» Passage shown
For hotels seeking analysis specific to their properties, T&S Brass provides a water audit service where they visit a facility; measure the fixtures and fittings; and then deliver recommendations on water savings in a detailed report.
A renovation is an ideal time to revisit the water usage at a property, but hotels can assess their plumbing maintenance procedures anytime as a way to shore up excessive consumption and expenses.
“Anytime you’re making a change, the time to do it is when you’re renovating. There are some changes you can make to a product that will allow you to save energy and the cost of utilities. If you’re using less water, then you’re spending less money and energy,” she said. “Also, make sure you maintain the water systems, so there’s no drips. One drip of water wastes about 3,000 gallons of water per year, according to the EPA.”
Seigler further illustrates the impact of inefficient water usage this way: “If you’re a hotel with 150 rooms and 10% have a leaky faucet or shower, that’s 15 rooms times 3,000 gallons of water per year. That’s 45,000 gallons of water going down the drain.”
Among the changes hotels can implement right now: “In the rooms, go with low-flow toilets, shower heads and faucets,” Seigler noted. “In public restrooms, go with center faucets as studies show they save one gallon per hand wash. In the kitchen, add low-flow spray valves and flow restrictors on the faucet prep sinks.”
In the battle of form vs. function, Seigler believes the effectiveness of the plumbing fixtures and fittings should come first.
“Sometimes you go too low flow and, then, there’s not enough water for flushing or water for the guest’s toothbrush. Be sure the fittings and fixtures fit the purpose and still give you the water savings and energy savings you’re looking for,” she said.

» Data section
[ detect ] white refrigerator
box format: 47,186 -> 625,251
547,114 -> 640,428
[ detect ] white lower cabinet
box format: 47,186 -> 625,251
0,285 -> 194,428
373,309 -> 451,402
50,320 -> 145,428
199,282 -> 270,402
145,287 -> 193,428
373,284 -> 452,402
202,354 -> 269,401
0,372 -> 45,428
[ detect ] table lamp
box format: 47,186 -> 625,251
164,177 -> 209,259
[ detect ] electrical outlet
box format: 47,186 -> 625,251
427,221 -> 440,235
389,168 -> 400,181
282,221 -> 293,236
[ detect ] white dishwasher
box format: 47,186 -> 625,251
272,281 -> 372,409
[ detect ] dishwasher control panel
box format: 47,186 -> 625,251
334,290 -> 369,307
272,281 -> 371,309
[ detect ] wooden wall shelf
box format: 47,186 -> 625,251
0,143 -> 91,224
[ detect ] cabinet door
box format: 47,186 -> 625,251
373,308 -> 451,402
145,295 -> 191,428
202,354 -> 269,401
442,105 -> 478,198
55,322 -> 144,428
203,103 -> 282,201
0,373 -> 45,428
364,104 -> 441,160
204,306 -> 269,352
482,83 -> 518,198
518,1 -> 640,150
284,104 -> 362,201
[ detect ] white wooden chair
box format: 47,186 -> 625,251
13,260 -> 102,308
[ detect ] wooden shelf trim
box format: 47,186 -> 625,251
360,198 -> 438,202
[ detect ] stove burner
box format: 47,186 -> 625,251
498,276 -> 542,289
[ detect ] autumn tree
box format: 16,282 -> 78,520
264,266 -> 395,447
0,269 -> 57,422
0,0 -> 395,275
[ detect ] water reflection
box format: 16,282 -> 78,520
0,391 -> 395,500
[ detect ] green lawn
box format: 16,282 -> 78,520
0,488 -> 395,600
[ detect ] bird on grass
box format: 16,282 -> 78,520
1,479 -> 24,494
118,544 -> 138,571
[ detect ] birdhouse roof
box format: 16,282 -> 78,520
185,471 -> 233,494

» Problems and tasks
1 – Copy the passage on hotel water use word for word, from "For hotels seeking" to "a detailed report.".
2 – Answer these questions using the passage on hotel water use:
(a) According to the EPA, how many gallons of water does one drip waste per year?
(b) What type of faucet does Seigler recommend for public restrooms?
(c) After T&S Brass measures a facility's fixtures and fittings, what does it deliver?
The rows are unrelated to the passage on hotel water use.

» Written responses
1 –
For hotels seeking analysis specific to their properties, T&S Brass provides a water audit service where they visit a facility; measure the fixtures and fittings; and then deliver recommendations on water savings in a detailed report.

2 –
(a) About 3,000 gallons per year.
(b) Center faucets.
(c) Recommendations on water savings in a detailed report.